**SET TASK:**
Copy each of the following entries line for line, without changing anything.

**SUPPLIED RECORDS:**
⟨

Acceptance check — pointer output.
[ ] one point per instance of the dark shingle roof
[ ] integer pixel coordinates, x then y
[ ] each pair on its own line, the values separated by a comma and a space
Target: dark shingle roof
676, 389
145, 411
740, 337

⟩

**RESPONSE FOR THIS EXERCISE:**
Acceptance check — pointer output.
[ ] one point per instance of the dark shingle roof
[ ] integer pixel coordinates, x then y
[ ] each pair on its own line, the values separated by a comma and a space
Target: dark shingle roof
676, 389
145, 411
740, 337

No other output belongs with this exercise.